PROBLEM DESCRIPTION:
From the entries below, copy out every line with "shirt" in it.

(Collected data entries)
- Opening Delimiter -
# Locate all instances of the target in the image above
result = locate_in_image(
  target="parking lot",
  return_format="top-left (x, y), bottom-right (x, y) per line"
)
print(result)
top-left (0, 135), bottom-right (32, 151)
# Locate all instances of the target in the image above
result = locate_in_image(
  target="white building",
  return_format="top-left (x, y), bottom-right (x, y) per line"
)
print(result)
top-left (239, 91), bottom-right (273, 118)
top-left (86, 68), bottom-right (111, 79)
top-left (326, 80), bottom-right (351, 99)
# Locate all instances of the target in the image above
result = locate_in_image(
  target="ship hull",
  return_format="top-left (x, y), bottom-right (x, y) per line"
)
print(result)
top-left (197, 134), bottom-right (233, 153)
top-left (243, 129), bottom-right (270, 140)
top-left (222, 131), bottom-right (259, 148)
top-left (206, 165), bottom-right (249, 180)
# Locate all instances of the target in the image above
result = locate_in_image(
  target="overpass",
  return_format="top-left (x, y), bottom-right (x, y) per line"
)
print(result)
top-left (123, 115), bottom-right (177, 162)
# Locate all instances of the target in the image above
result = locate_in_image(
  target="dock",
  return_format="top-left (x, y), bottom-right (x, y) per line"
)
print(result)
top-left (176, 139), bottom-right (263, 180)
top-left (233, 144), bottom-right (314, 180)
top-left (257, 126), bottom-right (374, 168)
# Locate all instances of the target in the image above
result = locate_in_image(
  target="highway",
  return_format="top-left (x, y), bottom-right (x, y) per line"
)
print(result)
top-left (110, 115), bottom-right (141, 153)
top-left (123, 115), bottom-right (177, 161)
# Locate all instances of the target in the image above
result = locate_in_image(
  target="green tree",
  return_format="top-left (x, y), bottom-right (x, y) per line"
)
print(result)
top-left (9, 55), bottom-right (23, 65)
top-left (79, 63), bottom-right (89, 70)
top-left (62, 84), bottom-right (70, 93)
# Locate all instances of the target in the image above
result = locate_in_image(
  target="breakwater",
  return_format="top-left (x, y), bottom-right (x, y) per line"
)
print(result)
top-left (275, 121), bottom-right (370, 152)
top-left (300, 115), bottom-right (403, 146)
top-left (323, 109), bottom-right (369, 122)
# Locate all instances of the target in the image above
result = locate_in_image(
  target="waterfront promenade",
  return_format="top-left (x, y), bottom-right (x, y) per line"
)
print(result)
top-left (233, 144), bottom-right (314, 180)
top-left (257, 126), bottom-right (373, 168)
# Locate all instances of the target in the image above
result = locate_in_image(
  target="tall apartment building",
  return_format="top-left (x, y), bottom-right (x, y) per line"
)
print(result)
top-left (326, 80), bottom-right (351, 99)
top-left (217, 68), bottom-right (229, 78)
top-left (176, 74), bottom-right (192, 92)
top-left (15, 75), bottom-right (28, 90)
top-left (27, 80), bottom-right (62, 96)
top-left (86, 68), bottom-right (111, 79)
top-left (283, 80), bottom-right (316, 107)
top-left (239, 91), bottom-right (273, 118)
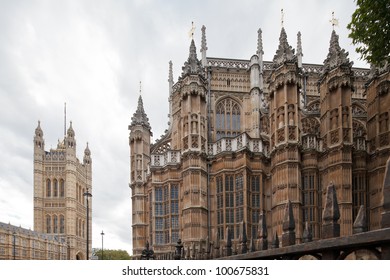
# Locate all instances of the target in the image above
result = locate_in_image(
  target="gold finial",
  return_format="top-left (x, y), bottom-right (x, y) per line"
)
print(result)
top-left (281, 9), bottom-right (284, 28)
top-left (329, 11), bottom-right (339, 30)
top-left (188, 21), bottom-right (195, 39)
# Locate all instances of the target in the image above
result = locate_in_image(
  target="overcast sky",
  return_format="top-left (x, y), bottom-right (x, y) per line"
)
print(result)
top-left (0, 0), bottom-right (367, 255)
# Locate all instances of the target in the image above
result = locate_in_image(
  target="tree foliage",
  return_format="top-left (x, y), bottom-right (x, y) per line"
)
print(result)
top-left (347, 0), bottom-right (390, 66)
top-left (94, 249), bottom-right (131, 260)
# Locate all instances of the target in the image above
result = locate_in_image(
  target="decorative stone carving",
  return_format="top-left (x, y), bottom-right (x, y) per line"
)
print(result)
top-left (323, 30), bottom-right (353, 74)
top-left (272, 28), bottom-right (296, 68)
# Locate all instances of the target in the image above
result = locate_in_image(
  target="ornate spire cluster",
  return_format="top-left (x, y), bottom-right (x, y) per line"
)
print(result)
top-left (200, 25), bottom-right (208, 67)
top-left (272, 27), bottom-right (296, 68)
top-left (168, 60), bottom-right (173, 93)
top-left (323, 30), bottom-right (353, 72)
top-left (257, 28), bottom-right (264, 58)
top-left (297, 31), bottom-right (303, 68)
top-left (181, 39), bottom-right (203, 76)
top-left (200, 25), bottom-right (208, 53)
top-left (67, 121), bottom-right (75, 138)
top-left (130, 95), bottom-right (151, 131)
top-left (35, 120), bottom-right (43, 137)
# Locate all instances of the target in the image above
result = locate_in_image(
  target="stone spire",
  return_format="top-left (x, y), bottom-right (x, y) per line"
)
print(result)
- Closing Delimiter -
- Opening Delimiter -
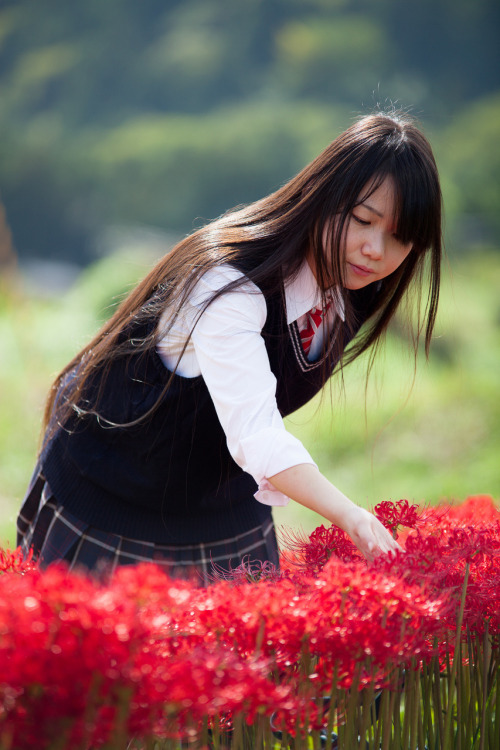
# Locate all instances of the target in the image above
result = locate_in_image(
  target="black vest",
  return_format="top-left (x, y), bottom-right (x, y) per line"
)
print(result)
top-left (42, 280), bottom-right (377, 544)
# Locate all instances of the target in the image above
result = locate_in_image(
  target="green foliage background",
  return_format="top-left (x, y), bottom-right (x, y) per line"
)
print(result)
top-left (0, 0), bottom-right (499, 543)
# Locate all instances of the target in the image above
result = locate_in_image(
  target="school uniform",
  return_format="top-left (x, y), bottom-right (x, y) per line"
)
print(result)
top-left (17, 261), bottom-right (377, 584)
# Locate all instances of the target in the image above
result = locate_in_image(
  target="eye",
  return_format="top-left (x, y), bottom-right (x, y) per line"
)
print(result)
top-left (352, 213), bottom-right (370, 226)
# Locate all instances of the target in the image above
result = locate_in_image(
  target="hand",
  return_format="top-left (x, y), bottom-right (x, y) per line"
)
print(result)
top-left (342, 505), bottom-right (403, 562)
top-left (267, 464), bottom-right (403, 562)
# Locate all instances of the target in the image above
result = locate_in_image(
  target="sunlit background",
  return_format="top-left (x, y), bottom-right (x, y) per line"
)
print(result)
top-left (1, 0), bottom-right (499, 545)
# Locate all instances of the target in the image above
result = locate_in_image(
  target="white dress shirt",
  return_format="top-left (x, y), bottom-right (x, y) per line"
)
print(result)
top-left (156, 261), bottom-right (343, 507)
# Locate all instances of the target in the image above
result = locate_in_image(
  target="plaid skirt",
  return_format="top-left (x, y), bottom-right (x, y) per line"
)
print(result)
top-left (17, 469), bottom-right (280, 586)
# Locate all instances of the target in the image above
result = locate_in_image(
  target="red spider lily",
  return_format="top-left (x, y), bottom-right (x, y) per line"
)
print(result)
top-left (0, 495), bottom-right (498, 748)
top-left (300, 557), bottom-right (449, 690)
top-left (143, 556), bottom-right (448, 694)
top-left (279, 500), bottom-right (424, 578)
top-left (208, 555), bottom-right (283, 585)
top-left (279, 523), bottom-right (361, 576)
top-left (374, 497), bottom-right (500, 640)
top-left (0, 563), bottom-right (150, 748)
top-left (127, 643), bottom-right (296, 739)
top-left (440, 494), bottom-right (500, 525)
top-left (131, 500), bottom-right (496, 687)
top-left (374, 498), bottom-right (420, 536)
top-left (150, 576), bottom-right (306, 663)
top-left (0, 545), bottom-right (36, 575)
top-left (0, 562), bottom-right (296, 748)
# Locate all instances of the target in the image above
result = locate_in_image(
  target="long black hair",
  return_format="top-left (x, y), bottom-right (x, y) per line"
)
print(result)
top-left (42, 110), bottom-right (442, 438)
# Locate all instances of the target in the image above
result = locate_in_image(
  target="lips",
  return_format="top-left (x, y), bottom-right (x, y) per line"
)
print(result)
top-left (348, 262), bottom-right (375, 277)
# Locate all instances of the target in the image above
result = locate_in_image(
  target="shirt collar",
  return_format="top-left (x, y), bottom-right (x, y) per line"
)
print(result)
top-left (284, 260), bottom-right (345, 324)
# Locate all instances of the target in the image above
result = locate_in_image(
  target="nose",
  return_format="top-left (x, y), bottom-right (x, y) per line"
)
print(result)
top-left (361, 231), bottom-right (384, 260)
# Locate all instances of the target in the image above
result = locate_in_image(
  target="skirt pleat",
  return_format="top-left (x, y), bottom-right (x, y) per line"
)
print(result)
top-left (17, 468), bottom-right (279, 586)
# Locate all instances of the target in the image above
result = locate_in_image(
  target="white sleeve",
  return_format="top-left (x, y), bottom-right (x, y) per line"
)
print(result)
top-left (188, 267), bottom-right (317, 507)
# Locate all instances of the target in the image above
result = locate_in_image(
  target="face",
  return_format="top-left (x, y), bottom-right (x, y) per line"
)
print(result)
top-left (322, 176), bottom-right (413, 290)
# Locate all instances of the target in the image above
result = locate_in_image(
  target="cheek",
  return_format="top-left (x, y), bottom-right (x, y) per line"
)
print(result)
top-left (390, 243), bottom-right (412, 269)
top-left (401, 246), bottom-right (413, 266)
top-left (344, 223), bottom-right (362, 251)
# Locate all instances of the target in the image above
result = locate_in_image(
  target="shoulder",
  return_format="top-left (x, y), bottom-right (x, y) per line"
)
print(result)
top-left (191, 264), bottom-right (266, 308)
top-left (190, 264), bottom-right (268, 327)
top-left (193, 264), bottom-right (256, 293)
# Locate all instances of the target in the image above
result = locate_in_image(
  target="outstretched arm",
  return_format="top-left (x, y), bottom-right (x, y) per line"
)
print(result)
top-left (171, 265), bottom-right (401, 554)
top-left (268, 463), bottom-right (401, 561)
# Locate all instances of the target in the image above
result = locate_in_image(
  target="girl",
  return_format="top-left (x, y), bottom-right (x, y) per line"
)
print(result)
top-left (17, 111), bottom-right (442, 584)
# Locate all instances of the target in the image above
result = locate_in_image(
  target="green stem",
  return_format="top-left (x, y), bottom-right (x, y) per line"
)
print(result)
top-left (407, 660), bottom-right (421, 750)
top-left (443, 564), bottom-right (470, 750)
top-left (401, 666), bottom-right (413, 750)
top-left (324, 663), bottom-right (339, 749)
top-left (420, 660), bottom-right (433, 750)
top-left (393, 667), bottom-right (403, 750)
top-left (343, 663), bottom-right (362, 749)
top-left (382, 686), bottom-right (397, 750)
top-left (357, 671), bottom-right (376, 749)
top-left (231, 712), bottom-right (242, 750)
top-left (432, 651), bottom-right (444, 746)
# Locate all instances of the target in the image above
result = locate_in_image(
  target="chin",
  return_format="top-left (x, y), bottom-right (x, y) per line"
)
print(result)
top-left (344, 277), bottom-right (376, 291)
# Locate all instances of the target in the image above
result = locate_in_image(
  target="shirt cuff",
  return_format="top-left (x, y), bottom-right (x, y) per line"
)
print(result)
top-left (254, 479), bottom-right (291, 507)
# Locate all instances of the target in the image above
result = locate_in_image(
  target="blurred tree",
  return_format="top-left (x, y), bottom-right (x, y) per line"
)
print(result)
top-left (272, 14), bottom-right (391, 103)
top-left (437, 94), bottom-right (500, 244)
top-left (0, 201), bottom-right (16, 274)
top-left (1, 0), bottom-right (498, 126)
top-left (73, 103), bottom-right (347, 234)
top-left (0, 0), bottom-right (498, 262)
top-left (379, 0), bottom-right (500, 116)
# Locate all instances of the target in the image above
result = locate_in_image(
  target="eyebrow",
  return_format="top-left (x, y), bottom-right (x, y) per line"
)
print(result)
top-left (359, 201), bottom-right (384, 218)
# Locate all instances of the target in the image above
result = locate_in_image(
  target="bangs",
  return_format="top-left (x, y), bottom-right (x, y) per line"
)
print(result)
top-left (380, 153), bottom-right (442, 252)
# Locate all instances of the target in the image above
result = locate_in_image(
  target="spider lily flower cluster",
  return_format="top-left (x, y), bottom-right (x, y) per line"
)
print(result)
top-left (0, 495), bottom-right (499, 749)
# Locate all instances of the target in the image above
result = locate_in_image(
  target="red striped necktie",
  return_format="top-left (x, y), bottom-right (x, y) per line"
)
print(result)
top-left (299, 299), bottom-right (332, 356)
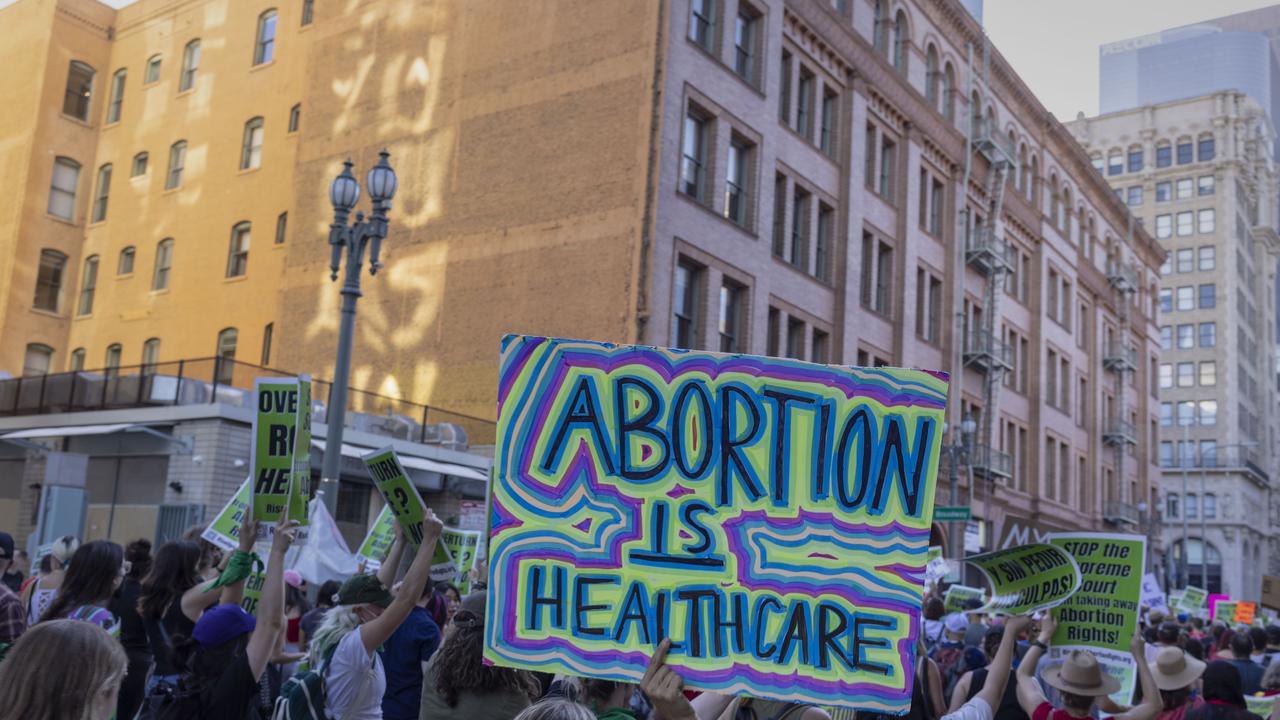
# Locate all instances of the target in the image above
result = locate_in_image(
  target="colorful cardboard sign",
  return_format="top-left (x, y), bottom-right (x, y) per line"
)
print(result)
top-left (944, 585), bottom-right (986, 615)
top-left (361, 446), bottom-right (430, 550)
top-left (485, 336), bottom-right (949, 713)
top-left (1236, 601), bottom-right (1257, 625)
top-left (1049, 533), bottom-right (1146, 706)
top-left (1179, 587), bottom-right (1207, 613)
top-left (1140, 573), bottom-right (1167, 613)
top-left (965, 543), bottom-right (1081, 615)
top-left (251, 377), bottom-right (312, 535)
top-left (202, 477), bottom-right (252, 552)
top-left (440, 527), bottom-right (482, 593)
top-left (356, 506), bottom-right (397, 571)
- Closing Delimiter -
ANSWER TO THE EXERCISE:
  target="white dress shirt",
  target="shirt collar",
  target="shirt cuff",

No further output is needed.